>> BEGIN Rows

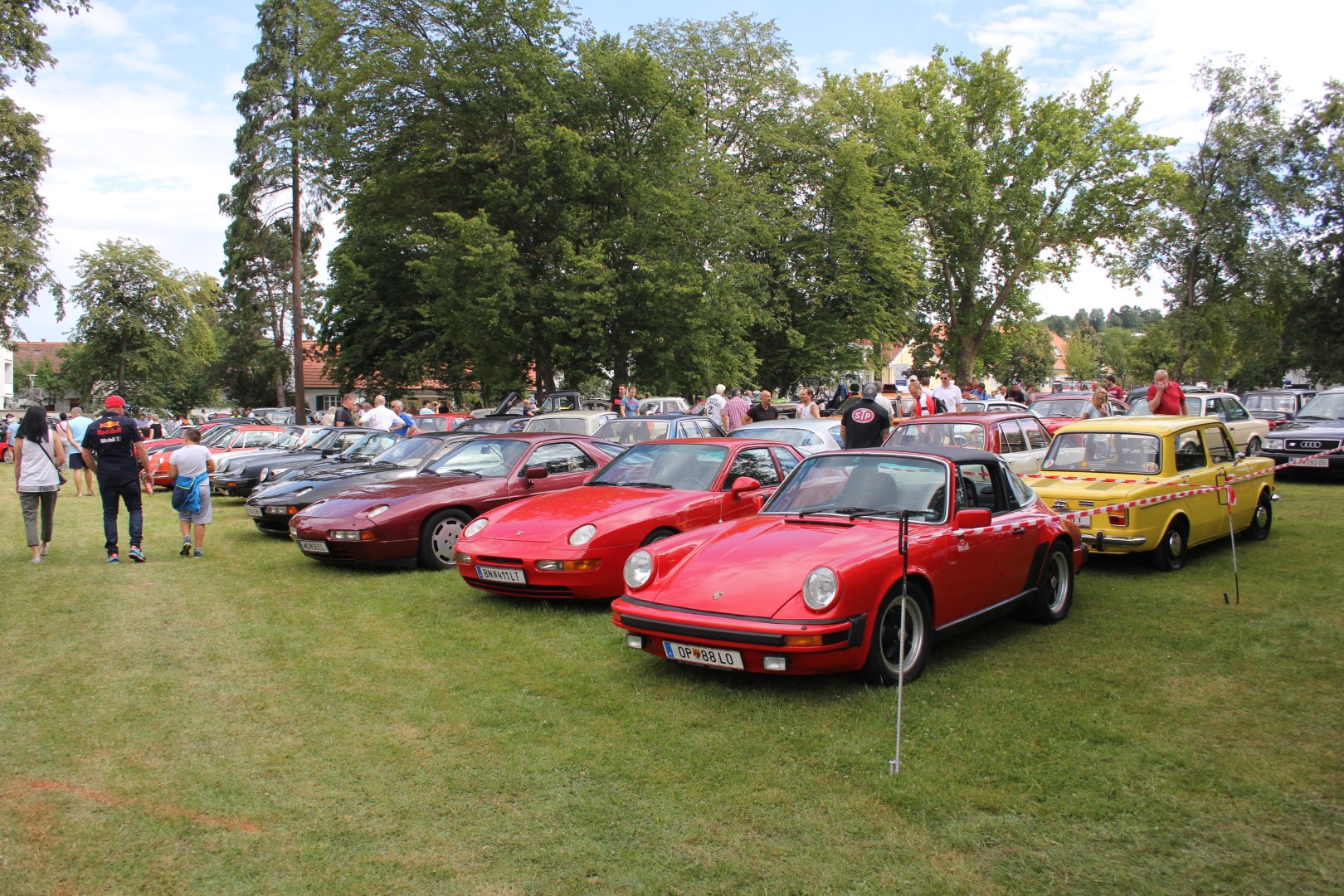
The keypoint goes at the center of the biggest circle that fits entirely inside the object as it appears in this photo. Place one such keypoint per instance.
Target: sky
(140, 119)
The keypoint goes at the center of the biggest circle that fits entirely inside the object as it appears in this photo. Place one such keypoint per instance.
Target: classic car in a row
(1103, 464)
(816, 581)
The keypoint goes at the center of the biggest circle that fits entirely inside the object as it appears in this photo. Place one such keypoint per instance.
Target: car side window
(1036, 437)
(561, 457)
(754, 462)
(1011, 438)
(785, 460)
(1220, 449)
(1190, 450)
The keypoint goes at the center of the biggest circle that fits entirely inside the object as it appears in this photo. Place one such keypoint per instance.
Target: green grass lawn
(257, 723)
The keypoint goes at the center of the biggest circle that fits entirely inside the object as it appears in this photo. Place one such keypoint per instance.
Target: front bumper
(843, 646)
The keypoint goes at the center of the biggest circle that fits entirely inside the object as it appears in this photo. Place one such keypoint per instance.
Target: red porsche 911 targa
(420, 519)
(813, 582)
(574, 544)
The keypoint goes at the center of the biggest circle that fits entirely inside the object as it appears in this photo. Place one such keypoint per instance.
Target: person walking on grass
(37, 461)
(112, 448)
(190, 468)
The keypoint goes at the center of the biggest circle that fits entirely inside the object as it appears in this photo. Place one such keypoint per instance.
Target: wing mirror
(973, 519)
(743, 485)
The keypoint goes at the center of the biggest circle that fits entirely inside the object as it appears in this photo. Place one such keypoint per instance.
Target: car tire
(1171, 551)
(884, 664)
(438, 539)
(1262, 519)
(1055, 589)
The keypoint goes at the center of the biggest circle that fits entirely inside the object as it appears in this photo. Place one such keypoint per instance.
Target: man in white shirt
(379, 416)
(947, 392)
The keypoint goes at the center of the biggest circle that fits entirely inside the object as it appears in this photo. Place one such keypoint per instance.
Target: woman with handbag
(38, 458)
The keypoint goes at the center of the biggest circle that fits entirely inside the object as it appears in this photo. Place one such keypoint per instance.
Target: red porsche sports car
(813, 582)
(420, 519)
(572, 544)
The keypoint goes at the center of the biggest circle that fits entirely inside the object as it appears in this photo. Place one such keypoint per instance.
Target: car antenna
(903, 542)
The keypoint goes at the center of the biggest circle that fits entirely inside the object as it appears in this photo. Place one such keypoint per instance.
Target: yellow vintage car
(1152, 457)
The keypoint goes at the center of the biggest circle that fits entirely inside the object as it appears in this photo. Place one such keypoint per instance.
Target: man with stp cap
(113, 450)
(866, 423)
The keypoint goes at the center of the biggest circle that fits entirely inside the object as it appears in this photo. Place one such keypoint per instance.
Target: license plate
(494, 574)
(704, 655)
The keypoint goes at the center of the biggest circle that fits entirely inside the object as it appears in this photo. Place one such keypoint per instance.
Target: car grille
(1311, 445)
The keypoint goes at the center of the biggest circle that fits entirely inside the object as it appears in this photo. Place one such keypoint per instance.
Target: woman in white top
(38, 461)
(808, 409)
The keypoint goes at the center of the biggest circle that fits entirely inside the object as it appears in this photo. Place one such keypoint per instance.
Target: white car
(1248, 431)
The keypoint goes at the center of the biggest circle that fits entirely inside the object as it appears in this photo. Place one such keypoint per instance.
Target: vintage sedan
(1105, 464)
(572, 544)
(1019, 438)
(418, 520)
(632, 430)
(272, 507)
(815, 582)
(1317, 427)
(810, 436)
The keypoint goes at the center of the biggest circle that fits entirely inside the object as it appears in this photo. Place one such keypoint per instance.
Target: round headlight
(821, 587)
(639, 570)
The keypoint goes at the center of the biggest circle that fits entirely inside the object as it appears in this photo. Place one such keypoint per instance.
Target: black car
(1277, 406)
(272, 507)
(240, 475)
(1317, 427)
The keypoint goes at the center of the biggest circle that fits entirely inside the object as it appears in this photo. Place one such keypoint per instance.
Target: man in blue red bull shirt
(112, 448)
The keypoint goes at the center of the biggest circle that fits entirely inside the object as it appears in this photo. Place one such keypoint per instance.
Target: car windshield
(489, 458)
(1103, 453)
(667, 465)
(409, 451)
(1328, 406)
(576, 425)
(795, 436)
(937, 433)
(864, 485)
(629, 430)
(1270, 402)
(1059, 407)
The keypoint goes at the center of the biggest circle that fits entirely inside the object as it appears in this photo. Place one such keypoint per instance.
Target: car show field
(253, 722)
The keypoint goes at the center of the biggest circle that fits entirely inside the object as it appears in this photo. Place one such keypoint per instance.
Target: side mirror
(973, 519)
(743, 485)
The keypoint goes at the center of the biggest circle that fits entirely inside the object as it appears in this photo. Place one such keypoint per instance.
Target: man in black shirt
(763, 411)
(113, 450)
(866, 423)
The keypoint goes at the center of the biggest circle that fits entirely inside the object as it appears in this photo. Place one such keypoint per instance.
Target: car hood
(756, 566)
(557, 514)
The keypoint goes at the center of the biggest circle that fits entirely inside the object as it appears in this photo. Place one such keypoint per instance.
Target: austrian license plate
(704, 655)
(496, 574)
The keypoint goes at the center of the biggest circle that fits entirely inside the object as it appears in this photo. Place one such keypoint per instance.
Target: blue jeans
(112, 496)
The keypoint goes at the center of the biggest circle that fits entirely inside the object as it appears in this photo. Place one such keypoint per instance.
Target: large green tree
(1006, 191)
(23, 158)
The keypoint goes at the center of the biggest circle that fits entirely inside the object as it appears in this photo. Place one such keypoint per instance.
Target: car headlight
(639, 570)
(821, 587)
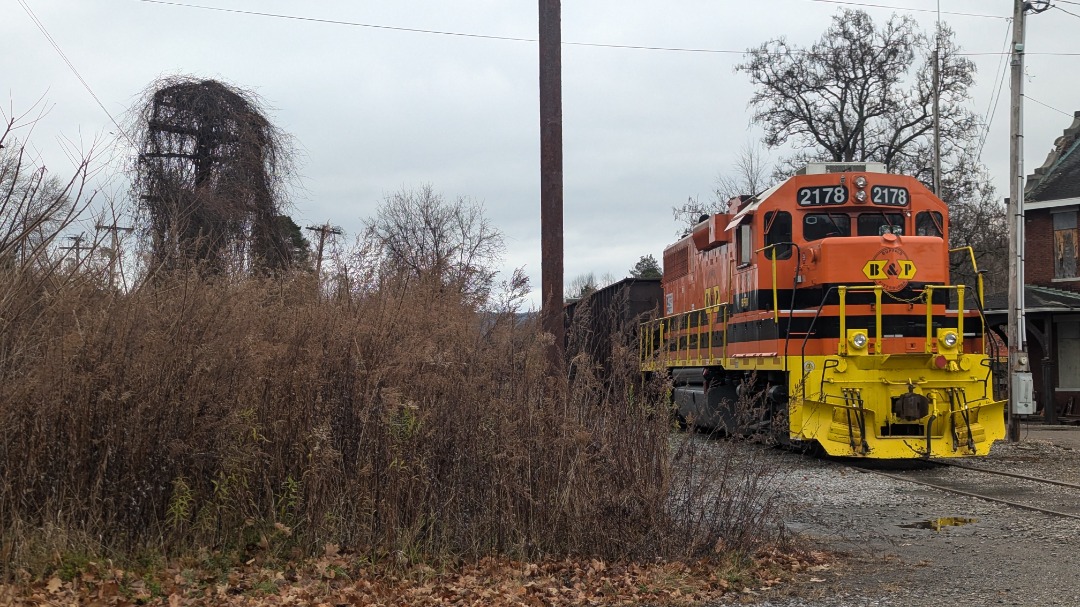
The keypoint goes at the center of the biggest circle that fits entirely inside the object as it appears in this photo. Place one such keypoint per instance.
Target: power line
(908, 9)
(991, 108)
(52, 41)
(569, 43)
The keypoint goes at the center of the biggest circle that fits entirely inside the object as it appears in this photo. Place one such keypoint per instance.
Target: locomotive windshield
(929, 224)
(878, 223)
(817, 226)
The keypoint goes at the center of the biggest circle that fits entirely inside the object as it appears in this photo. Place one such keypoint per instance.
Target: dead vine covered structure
(211, 177)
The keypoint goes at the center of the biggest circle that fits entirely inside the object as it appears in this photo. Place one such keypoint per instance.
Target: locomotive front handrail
(930, 314)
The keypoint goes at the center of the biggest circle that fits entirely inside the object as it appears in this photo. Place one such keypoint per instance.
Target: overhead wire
(569, 43)
(939, 11)
(55, 45)
(1064, 11)
(991, 108)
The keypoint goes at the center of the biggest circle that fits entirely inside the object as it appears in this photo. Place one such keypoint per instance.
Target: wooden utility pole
(551, 178)
(937, 95)
(1017, 335)
(78, 247)
(323, 230)
(937, 118)
(115, 253)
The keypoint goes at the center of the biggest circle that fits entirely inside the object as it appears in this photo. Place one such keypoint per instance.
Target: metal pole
(551, 178)
(1049, 402)
(937, 129)
(1017, 351)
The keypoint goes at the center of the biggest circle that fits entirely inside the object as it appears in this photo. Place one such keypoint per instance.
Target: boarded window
(1068, 354)
(1065, 244)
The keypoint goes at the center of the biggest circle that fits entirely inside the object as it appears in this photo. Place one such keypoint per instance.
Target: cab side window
(745, 242)
(778, 231)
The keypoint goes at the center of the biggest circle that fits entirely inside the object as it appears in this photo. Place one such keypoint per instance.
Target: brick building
(1052, 273)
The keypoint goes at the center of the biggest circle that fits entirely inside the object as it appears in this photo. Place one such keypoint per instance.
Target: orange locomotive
(822, 310)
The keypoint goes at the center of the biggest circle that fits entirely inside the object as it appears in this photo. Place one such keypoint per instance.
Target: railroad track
(1048, 496)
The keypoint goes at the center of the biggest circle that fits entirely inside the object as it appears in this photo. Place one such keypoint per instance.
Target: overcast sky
(377, 109)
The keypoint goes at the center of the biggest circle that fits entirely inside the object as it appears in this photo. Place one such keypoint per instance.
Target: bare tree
(35, 207)
(647, 267)
(422, 234)
(865, 93)
(211, 176)
(750, 175)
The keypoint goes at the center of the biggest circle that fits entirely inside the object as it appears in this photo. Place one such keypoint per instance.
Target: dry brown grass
(397, 419)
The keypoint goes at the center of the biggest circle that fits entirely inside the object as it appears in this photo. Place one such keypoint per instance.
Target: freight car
(822, 310)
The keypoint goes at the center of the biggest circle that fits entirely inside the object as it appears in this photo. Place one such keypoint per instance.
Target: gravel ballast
(1002, 555)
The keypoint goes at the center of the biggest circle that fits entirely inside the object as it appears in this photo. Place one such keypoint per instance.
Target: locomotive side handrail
(672, 336)
(974, 267)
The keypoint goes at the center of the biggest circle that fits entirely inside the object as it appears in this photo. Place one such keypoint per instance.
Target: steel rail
(1012, 474)
(971, 495)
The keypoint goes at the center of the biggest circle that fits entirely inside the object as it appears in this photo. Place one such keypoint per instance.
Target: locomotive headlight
(949, 339)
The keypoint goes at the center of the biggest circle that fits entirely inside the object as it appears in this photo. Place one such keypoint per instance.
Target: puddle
(937, 524)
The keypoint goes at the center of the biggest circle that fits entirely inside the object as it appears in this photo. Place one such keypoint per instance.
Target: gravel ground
(1003, 556)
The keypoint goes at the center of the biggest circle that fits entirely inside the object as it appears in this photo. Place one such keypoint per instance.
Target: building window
(1065, 244)
(1068, 354)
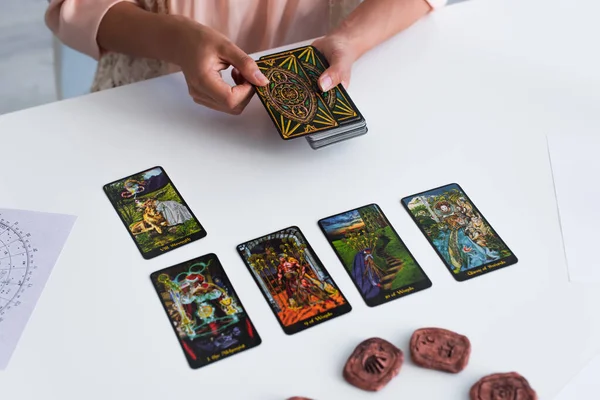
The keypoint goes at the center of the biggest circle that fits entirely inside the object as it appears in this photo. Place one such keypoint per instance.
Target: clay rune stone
(373, 364)
(510, 386)
(440, 349)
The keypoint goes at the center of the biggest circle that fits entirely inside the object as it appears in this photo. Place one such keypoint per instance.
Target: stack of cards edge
(323, 139)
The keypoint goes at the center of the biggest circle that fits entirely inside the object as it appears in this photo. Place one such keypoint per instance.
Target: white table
(466, 95)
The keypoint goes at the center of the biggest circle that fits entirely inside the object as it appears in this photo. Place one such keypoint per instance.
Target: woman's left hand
(341, 55)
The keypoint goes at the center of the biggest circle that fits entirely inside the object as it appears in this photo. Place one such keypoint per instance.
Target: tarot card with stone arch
(294, 282)
(292, 104)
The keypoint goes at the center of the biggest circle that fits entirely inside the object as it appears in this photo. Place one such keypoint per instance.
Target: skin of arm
(371, 23)
(201, 52)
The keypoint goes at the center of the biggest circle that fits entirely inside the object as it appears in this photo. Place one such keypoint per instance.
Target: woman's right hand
(202, 54)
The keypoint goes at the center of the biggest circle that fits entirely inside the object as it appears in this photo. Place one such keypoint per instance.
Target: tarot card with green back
(294, 106)
(336, 99)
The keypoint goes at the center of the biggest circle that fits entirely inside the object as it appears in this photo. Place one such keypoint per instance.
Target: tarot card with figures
(375, 257)
(458, 232)
(294, 282)
(297, 99)
(204, 310)
(153, 211)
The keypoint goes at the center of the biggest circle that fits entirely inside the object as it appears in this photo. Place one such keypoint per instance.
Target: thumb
(334, 75)
(245, 65)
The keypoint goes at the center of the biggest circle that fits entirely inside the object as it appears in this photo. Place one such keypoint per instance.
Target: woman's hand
(340, 53)
(203, 54)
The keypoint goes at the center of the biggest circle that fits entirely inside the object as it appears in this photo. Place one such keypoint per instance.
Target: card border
(419, 286)
(463, 276)
(298, 326)
(194, 364)
(157, 252)
(326, 64)
(272, 118)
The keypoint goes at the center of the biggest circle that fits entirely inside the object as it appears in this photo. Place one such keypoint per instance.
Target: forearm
(128, 29)
(375, 21)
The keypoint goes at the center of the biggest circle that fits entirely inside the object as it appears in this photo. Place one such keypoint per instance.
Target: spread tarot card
(462, 237)
(373, 254)
(293, 280)
(153, 211)
(205, 311)
(298, 107)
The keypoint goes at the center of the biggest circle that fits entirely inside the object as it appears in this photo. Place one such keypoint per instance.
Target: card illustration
(314, 64)
(153, 211)
(373, 254)
(461, 236)
(293, 280)
(294, 107)
(205, 311)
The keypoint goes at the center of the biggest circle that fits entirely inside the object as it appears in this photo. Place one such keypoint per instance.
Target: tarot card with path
(373, 254)
(299, 108)
(458, 232)
(294, 282)
(153, 211)
(204, 310)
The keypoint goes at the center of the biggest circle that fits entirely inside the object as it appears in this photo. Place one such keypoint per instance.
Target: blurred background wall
(34, 68)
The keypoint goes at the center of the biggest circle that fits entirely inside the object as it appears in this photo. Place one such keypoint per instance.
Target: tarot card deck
(298, 107)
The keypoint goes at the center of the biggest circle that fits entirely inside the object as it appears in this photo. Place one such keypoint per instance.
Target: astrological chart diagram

>> END Rows

## [What is needed]
Please pull out every line in the items above that contains the word "plate". Case counts.

## [Answer for the task]
Target: license plate
Target: austrian license plate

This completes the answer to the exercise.